The North American Species of Pholiota

196. Pholiota crassipedes nom. nov.

(not P. lata Kummer p. 85, 1871)
Gymnopilus latus Murrill, Mycologia 4: 257. 1912.
Flammula lata Murrill, Mycologia 4: 262. 1912.

Illustrations: Text figs. 442-444.

Pileus gregarious, reaching 9 cm broad, convex to plane, not umbonate, ferruginous-fulvous at the center, ochroleucous on the margin, glabrous, shining, viscid, radiate-lineate. Context rather tlin; taste mild.

Lamellae sinuate or adnate, pallid to fulvous, plane, not crowded, rather narrow.

Stipe 5-7 cm long, 1-1.3 cm thick, equal or slightly larger below. dry smooth, subglabrous, fleshy, white or somewhat yellowish, with yellow or orange mycelium at the base. Veil pale yellow, membranous in young hymenophores, soon breaking into fibrils and disappearing.

Spores 5.5-7 x 3.5-4.5 µ, smooth, germ pore present but very minute; shape in face view elliptic to ovate, in profile subelliptic to obscurely inequilateral; as revived in KOH more or less ochraceous tawny, paler cinnamon in Melzer's reagent; wall about 0.25 µ thick.

Basidia 20-27 x 5-7 µ, 4-spored, pale ochraceous in KOH and in Melzer's reagent. Pleurocystidia: 1) abundant, 38-73 x 7-21 µ, fusoid-ventricose, apex obtuse, wall thin smooth and hyaline, content usually ochraceous to amber-brown from colloidal content which in some is shrunken and coagulated: 2) 12-20 x 4-9 µ, subfilamentous to clavate, with thin smooth hyaline walls, content consisting of an irregular mass of hyaline-refractive material (not as well organized as in "chrysocystidia") or the refractive material in rods, bars or particles and variously distributed in the cell (the same material seen in some basidia and in some of the large fusoid-ventricose cells). Cheilocystidia 43-57 x 7 -14 µ, similar to pleurocystidia or subfusoid (neck not elongated). Caulocystidia none found.

__Brief__: Continue the species description of Pholiota crassipedes after its last sentence. The rows that follow come from a different source than the species description.

__Provided information__:

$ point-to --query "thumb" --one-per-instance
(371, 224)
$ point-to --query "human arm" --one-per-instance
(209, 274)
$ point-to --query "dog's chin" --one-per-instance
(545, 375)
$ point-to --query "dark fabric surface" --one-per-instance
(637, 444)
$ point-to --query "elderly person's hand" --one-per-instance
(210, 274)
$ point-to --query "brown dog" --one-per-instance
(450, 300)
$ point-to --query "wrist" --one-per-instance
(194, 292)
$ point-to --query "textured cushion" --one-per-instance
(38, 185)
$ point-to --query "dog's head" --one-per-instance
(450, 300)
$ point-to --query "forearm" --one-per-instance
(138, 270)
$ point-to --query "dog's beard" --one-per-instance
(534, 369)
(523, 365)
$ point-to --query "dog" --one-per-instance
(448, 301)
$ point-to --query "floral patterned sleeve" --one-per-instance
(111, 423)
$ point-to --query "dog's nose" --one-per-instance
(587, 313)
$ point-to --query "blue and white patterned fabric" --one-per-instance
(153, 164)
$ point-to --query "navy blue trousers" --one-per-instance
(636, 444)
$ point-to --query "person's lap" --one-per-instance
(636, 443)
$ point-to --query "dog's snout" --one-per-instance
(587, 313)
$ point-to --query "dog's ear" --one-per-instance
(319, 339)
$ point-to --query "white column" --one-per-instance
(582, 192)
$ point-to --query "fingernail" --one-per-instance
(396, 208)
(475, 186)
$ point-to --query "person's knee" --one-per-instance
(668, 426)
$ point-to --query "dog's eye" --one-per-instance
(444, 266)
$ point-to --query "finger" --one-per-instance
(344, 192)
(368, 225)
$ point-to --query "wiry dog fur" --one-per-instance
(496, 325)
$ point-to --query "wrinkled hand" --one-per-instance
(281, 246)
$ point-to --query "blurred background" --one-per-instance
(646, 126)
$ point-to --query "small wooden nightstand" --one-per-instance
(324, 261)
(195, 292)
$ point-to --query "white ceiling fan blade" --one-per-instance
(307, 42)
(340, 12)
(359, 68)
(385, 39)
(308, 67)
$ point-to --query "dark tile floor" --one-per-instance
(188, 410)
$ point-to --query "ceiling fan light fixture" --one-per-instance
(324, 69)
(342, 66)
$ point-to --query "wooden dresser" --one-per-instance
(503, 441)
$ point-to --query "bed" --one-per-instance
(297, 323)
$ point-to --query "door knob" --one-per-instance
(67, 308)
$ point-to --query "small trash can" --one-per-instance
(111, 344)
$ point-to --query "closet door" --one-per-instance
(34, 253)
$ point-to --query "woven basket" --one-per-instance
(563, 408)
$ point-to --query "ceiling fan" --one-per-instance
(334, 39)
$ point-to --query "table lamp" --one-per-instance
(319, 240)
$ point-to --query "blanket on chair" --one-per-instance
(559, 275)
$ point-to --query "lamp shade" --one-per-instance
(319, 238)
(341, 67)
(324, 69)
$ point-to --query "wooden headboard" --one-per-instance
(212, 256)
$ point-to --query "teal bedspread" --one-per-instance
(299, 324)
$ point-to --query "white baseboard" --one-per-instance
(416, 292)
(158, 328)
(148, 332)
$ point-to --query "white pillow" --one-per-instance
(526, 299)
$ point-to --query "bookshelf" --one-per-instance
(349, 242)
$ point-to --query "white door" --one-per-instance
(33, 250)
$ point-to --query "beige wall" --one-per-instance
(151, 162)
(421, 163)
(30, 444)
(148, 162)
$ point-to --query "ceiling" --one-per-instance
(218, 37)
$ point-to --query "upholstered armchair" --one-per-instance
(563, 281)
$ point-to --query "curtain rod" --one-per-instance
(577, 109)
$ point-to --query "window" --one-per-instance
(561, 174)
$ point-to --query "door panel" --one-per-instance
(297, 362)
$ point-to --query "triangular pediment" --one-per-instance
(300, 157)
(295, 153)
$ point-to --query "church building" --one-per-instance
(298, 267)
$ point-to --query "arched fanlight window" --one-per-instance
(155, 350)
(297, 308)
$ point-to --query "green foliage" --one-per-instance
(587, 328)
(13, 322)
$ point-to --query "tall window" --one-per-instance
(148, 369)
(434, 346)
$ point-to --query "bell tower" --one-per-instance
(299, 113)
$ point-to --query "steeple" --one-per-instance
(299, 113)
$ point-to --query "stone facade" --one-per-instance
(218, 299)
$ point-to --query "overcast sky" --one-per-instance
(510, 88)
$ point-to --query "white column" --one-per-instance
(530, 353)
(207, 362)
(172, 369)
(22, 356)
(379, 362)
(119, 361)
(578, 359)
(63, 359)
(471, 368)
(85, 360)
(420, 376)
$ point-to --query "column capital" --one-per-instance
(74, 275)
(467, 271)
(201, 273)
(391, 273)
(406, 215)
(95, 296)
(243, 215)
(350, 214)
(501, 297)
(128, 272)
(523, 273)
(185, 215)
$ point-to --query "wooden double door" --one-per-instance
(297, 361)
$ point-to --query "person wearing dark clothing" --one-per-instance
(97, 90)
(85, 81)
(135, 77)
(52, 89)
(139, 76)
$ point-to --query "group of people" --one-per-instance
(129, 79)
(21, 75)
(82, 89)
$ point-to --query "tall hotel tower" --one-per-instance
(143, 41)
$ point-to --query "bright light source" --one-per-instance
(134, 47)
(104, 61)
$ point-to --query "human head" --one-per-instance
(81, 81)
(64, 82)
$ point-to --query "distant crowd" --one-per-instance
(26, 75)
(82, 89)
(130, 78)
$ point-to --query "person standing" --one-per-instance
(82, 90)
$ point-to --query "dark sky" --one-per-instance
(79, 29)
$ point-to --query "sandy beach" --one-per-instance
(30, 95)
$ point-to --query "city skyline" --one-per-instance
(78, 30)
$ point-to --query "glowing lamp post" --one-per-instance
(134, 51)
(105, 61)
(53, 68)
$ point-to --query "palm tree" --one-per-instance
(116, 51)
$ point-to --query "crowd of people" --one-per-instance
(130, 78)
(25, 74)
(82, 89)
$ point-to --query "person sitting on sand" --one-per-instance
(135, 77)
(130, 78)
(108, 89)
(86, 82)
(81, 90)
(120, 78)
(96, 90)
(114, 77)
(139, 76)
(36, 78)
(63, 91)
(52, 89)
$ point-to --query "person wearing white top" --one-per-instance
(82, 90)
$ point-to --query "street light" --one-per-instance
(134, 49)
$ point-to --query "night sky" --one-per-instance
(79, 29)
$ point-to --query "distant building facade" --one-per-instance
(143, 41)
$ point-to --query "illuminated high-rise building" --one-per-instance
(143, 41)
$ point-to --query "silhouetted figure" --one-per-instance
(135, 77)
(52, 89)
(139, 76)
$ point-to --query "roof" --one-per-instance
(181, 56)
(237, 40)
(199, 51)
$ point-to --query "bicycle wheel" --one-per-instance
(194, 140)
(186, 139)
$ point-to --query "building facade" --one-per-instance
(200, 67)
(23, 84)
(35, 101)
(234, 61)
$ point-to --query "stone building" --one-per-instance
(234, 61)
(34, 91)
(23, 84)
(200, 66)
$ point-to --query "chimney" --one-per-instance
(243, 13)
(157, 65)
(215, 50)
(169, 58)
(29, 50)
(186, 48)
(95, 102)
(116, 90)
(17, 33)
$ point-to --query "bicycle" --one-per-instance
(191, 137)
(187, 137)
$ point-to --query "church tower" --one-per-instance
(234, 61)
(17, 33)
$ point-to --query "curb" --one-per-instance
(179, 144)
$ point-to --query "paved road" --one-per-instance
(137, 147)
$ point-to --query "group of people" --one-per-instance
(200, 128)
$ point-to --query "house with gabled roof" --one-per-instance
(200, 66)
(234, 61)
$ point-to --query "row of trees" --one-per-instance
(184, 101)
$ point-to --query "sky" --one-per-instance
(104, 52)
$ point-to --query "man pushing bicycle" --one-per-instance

__Written answer__:
Gill trama a central area of floccose subparallel hyphae (3) 4-10 µ diam. cells finally inflated, walls thin smooth and yellowish to hyaline in KOH; subhymenium of gelatinous narrow (2 µ) hyaline hyphae. Pileus cutis a gelatinous pellicle of loosely interwoven ochraceous narrow (2-4 µ) smooth to encrusted hyphae; hypodermial region of floccose rusty brown incrusted hyphae 3-9 µ diam. Context hyphae interwoven, of inflated cells with smooth thin yellowish to hyaline walls in KOH. Clamp connections present. All hyphae inamyloid.

Habit, Habitat, and Distribution: On a log of a deciduous tree in woods, Washington, fall. Known only from the type.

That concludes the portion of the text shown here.